## STATED TASK
Transcribe all of the material exactly. Any picture in it should be left out.

## MATERIAL TO PROCESS
┌──
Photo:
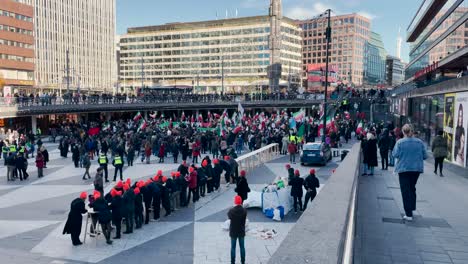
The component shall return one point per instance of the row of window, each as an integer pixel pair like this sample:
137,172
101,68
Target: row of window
16,44
16,30
195,35
198,43
16,16
131,75
15,58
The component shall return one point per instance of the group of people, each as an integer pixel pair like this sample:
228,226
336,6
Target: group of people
16,154
141,202
407,153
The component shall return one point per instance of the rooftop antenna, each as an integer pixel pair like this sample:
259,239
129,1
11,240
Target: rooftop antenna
399,41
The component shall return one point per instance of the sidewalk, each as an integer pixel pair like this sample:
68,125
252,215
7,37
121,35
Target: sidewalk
438,233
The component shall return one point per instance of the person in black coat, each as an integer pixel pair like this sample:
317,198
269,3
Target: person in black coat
75,154
290,171
310,184
370,154
165,195
228,170
156,192
201,181
75,219
242,188
128,201
104,215
217,171
138,207
296,190
182,186
384,146
147,198
116,206
237,216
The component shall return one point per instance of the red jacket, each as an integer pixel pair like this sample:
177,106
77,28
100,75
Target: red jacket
192,180
292,148
40,161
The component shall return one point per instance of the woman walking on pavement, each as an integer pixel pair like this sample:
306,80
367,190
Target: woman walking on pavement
439,150
410,153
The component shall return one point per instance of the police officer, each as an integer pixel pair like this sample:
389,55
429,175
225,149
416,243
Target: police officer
118,164
103,161
13,149
5,150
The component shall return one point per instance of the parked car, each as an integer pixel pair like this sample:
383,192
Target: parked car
316,153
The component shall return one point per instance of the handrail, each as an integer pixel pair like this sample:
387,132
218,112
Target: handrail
255,158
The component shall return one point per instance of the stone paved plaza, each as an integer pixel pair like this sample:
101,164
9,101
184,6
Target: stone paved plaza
33,213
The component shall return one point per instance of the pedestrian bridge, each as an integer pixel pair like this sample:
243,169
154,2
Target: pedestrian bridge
18,109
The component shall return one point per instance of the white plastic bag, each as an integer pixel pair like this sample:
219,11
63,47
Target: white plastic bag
276,215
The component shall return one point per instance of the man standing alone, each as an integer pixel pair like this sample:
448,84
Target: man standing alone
411,154
238,216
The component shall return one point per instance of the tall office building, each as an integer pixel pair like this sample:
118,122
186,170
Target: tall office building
233,54
17,45
394,71
84,28
350,33
374,61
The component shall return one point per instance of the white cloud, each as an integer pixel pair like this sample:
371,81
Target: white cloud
305,11
254,4
367,15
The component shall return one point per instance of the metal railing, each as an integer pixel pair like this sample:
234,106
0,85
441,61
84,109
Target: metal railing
260,156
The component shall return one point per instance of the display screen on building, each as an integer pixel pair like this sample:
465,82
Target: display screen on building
316,76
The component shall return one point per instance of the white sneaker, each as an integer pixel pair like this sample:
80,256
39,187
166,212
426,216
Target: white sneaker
408,218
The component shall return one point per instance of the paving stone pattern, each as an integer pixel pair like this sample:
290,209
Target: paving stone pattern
438,234
33,213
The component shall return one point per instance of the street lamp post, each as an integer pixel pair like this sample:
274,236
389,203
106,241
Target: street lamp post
328,36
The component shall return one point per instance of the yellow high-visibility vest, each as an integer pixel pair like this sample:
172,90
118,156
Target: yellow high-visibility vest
118,160
12,148
102,159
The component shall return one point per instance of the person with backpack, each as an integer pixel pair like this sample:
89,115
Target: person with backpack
311,183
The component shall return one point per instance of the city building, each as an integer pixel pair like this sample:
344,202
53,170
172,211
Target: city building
374,61
16,45
228,55
350,33
434,96
85,30
394,71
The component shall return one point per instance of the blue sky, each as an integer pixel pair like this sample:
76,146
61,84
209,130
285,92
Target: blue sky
387,15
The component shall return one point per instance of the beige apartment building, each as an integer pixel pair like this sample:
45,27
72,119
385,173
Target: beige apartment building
230,54
350,34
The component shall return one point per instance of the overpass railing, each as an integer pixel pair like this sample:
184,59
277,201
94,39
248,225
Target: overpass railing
260,156
325,231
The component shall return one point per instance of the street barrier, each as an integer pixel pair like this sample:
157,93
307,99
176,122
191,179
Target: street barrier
260,156
325,231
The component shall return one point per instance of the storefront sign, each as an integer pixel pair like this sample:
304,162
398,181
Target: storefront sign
461,130
448,124
426,70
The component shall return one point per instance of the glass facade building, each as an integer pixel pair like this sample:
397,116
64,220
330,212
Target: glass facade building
374,60
207,55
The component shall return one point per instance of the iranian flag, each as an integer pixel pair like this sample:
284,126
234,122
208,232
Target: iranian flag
359,128
299,116
143,125
137,117
105,126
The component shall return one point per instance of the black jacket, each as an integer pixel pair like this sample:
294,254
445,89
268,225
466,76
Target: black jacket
138,203
73,224
242,188
116,207
237,215
296,186
128,201
311,183
104,214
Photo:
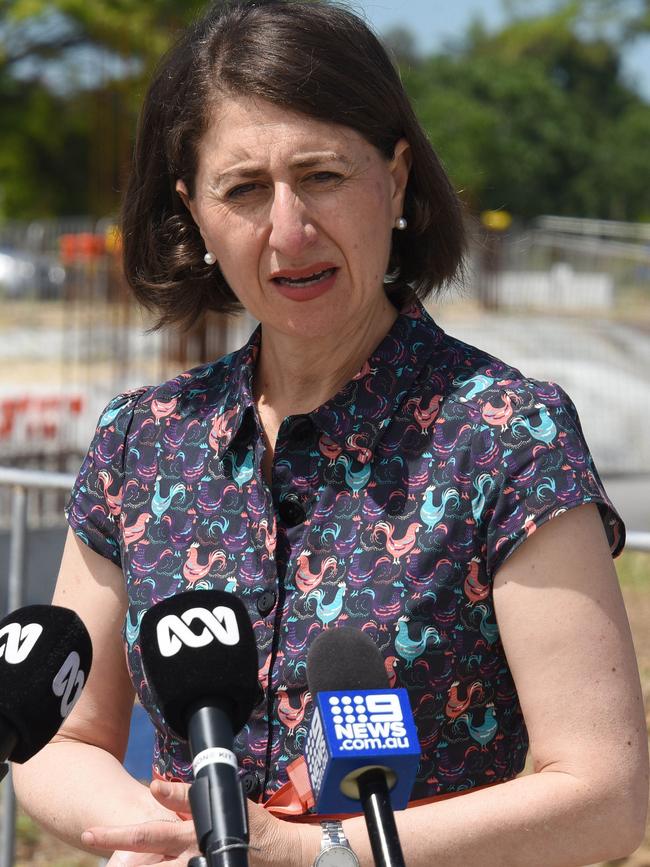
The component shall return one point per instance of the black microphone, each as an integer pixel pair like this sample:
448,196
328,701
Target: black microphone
45,658
200,660
362,743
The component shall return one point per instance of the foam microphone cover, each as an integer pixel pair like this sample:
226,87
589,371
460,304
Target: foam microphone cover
40,677
198,647
345,659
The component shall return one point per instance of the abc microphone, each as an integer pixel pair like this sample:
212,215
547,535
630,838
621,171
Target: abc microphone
200,660
362,744
45,658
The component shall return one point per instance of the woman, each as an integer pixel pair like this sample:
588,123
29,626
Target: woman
352,464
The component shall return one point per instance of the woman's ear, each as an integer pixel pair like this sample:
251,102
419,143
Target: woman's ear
400,167
183,192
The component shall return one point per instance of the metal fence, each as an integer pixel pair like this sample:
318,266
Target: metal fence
561,299
19,483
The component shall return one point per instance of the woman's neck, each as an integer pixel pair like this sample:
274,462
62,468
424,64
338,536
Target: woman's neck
└──
## SOLUTION FOR THIS EXERCISE
Photo:
The component shall return one point per instance of the row of window, each as an integer pixel pair like this sample:
137,172
101,68
Target: row of window
16,44
16,30
195,35
198,43
16,16
131,75
15,58
The component shall return one point per instance of the group of people, each as an integer pixel pair like this sample:
228,226
336,6
Target: group of people
16,154
141,202
407,153
The component shall return one point per instance of the rooftop antenna, each as an integer pixel pair like this sample:
259,239
129,1
11,240
Target: rooftop antenna
399,41
The component shall return one point per instance of the sidewalk, each as an integer pixel pair like this sample:
68,125
252,215
7,37
121,35
Target: sidewalk
438,233
The component shall return one point per instance of the person in black coat, each as an integer pixel pair like this sample:
317,198
269,3
Target: person in black coat
75,154
290,171
310,184
370,154
165,195
228,170
156,192
201,181
75,219
242,188
128,201
104,215
217,171
138,207
296,190
182,186
384,146
147,198
116,206
237,216
The component shall return one point per instance of the red jacket, each as an integer pixel pair like this sample:
177,106
77,28
100,75
Target: red jacket
192,180
292,148
40,161
The component shall return one point per instance of the woman walking on pavement, each as an integer pixel pair like this sample:
306,80
367,190
Target: woman walking on pavement
439,150
410,153
The component shall return one point per instance of the police officer, each as an integer pixel pair like this sample:
389,55
429,175
225,149
416,243
Target: police officer
118,164
103,161
13,149
5,150
The component shall return one point per instance of the parked car, each as an integer pixel pair like this sample:
383,192
Target: parked car
316,153
The component shall return one point per instance of the handrail, each as an integer pixel pair like this sample:
387,132
218,112
Target: handrail
255,158
The component shall return one point per instance of the stone paved plaza, each as an integer pixel pair like this sample:
101,164
9,101
184,6
Target: stone paved plaza
33,213
The component shall return one point per instance of the pedestrian bridge, each as an integer pixel pair like this sample:
243,169
154,2
Target: pedestrian bridge
18,109
The component shall return one point per instance of the white plastic bag, each as an integer pixel pair like this sample:
219,11
63,47
Target: white plastic bag
276,215
The component shall return one point per instance of the man standing alone, each as an integer pixel pair like this sample:
448,84
Target: man standing alone
411,154
238,216
The component shall return one point per instance of the tall office building, each as an integer pixel pair like this sample:
118,122
186,170
Target: tall office building
233,54
17,45
394,71
84,28
350,33
374,61
The component shall return one point per instance of the white cloud, each as an integer pixel pair like this sample:
371,81
Target: white cloud
305,11
254,4
367,15
The component shall return one point per instance of the metal railing, each as an integer pixel pair like this sample:
234,106
0,85
441,61
84,109
Target: metal railing
260,156
The component shall return one point per instance of the display screen on building, each as an integer pixel pair like this sample:
465,82
Target: display screen on building
316,76
The component shall return one point per instance of the white sneaker, each as an integer pixel pair like this sample:
80,256
39,187
166,212
426,216
Target: white sneaker
408,218
The component shall return one point per instance of the paving stone pattern, each as an integer pixel pair like this sample:
290,209
Target: paving stone pattern
438,234
33,213
The component shall return one point per instance of the street lamp post, each as an integer pixel pair like this sample:
274,236
389,203
106,241
Target: street lamp post
328,36
The component shall return one point per instance of the yellow high-visibility vest, each as an integer pixel pair like this sample:
172,90
118,156
Target: yellow high-visibility vest
118,160
12,148
102,159
The component shall return one point per instance of the person with backpack, each as an integer pixel pair like this sample:
89,115
Target: person with backpack
311,183
The component shall return one point per instance of the city building, each as an integer pixel pair like this sample:
344,202
53,170
172,211
Target: city building
374,61
16,45
228,55
350,33
434,96
85,30
394,71
The component shall return one point per instance of the blue sky, each as an integer pixel pair like this sample:
76,146
61,84
209,130
285,92
Target: blue sky
387,15
The component shall return one point per instance of the beige apartment building, each as an integer pixel pair like this sample:
45,27
72,119
385,173
Target: beige apartment building
230,54
350,34
The component shall return one point per instance of the overpass railing, each as an integer pixel pair like this sample:
184,59
277,201
94,39
248,225
Target: overpass railing
260,156
325,231
The component shall return one point per instance of the street barrier, each as an integer pixel pair like this sample:
157,93
307,99
176,122
191,179
Target: street barrier
260,156
325,231
The component shall return one point per instance of the storefront sign, each as an integer pixel pair like this sample:
304,162
398,181
Target: storefront sign
461,130
448,124
426,70
The component shall return one point per instance of the glass facade building, each as an integer pixel pair like this sample:
397,116
64,220
330,212
Target: glass facade building
374,60
207,55
The component shall return one point per instance of the iranian flag, each as an integer pixel pair like this sample:
284,126
234,122
208,232
Target: iranian flag
359,128
299,116
143,125
137,117
105,126
The component shall return one point per instance of the black jacket, each as an integer pixel pair like this sample:
294,254
445,89
268,225
466,76
Target: black jacket
138,203
73,224
242,188
116,207
237,215
296,186
128,201
311,183
104,214
Photo:
The component shall return one point per instance of the black microphone, each as an integer pixel pair like this sample:
448,196
328,701
Target: black microphone
45,658
200,660
362,743
The component shall return one point per instance of the foam microphone cover, each as an integer pixel pair like this sample:
226,87
589,371
460,304
Target: foam microphone cover
40,677
198,647
345,659
The component shall return one point per instance of the abc microphone, each as an integer pixel pair like this sample:
212,215
547,535
630,838
621,171
Target: abc microphone
200,660
362,744
45,658
The component shall return one point per instance of the woman, each as an integer pixel pair like this sample:
588,123
29,626
Target: woman
352,464
The component shall return one point per instance of the woman's ear, each as an integer pixel pair like this sample:
251,102
419,143
Target: woman's ear
400,167
183,192
The component shall return one point per instance of the metal fence, each as an integer pixel pair like this sample:
318,266
Target: metal fence
561,299
19,483
The component shall return one point per instance of the woman's neck, each as an integer pixel pair like this sample:
274,462
62,468
424,64
338,536
Target: woman's neck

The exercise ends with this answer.